EXERCISE DIRECTIONS - Quote the NetBSD 2.0 text from "and all device" to "on many platforms.".

··· PAGE TEXT

This is from NewsForge: Understanding NetBSD 2.0's new technology
http://www.newsforge.com/article.pl?sid=04/12/22/1954233
A complete list of the changes and new features in NetBSD 2.0 can be
found in the "changes" guide, but here are the highlights:
* Native thread support has been added, based on scheduler
activations. Applications which support native threads can now take
full advantage of the high-performance NetBSD POSIX threads
implementation.
* Kernel events notification framework: kqueue provides a stateful
and efficient event notification framework. Currently supported events
include socket, file, directory, fifo, pipe, tty and device changes,
and monitoring of processes and signals. kqueue is supported by all
writable file systems in the NetBSD tree (with the exception of Coda)
and all device drivers supporting poll().
* Improvements have been made to NetBSD's Linux emulation to
support the latest Sun JDK/JRE for Linux. Testing has shown that it
now runs as well as it does on Linux natively.
* NetBSD 2.0 enforces non-executable mappings on many platforms.
This means that the process stack and heap mappings are non-executable
by default, making exploitation of potential buffer overflows harder.
NetBSD 2.0 supports PROT_EXEC permission via mmap() for all platforms
where the hardware differentiates execute access from data access,
though not necessarily with single-page granularity. When the hardware
has a larger granularity, the rule is that if any page in the larger
unit is executable, then the entire larger unit is executable,
otherwise the entire larger unit is not executable.
* The i386 port now supports SMP and has a new ACPI and power
management framework which takes advantage of Intel's ACPI
implementation.
* FreeBSD's UFS2 has been ported to NetBSD. UFS2 is an extension
to FFS, adding 64 bit block pointers and support for extended file
storage. Among other enhancements, UFS2 allows for file systems larger
than 1Terabyte.
* The systrace framework has been added to the system. systrace
monitors and controls an application's access to the system by
enforcing access policies for system calls. The systrace utility might
be used to trace an untrusted application's access to the system. In
addition, it can be used to protect the system from software bugs
(such as buffer overflows) by constraining a daemon's access to the
system. The privilege elevation feature of systrace can be used to
obviate the need to run large, untrusted programs as root when only
one or two system calls require the elevated privilege.
* Verified Exec support has been added in this release. Verified
Exec verifies a cryptographic hash before allowing execution of
binaries and scripts. This can be used to prevent a system from
running binaries or scripts which have been illegally modified or
installed. In addition, Verified Exec can also be used to limit the
use of script interpreters to authorized scripts only and disallow
interactive use.
________________________________________________________________
>From the NetBSD advocacy list:
Dispelling NetBSD myths.
------------------------
It is almost geek folklore that the various 4.4BSD derived operating
systems; FreeBSD, NetBSD, OpenBSD and DragonflyBSD are at continious
war at each other, that their development is split and that they each
work solely on a single pillar. FreeBSD adresses performance, NetBSD
portability and OpenBSD security. DragonflyBSD has yet to find a
base pillar to build the hype upon.

······
··· GIVEN INFORMATION

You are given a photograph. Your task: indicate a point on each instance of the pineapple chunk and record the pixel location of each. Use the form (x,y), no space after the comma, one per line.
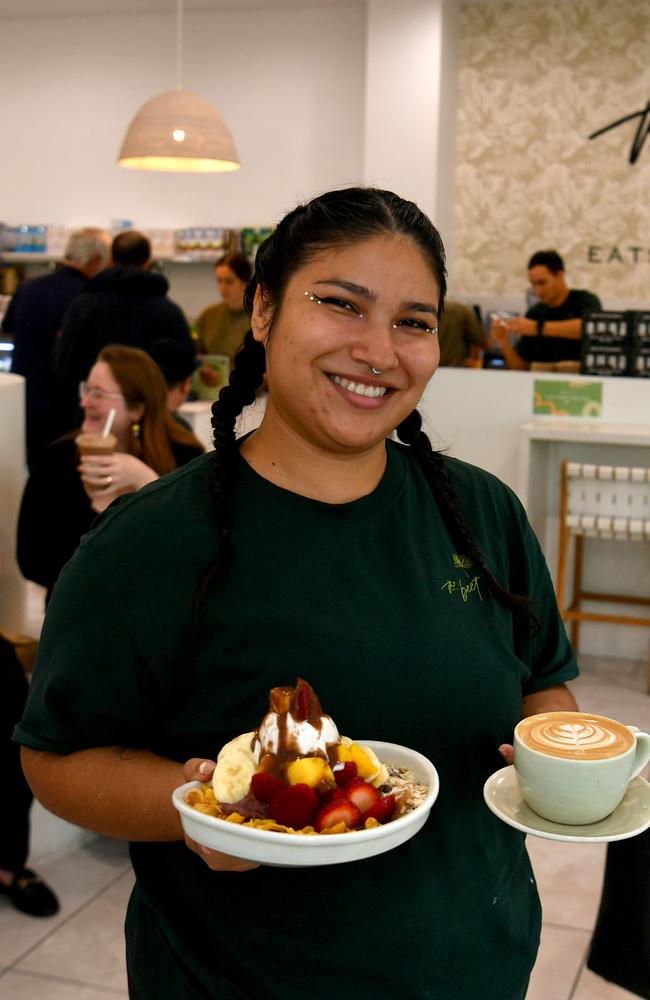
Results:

······

WRITTEN SOLUTION -
and all device drivers supporting poll().
* Improvements have been made to NetBSD's Linux emulation to
support the latest Sun JDK/JRE for Linux. Testing has shown that it
now runs as well as it does on Linux natively.
* NetBSD 2.0 enforces non-executable mappings on many platforms.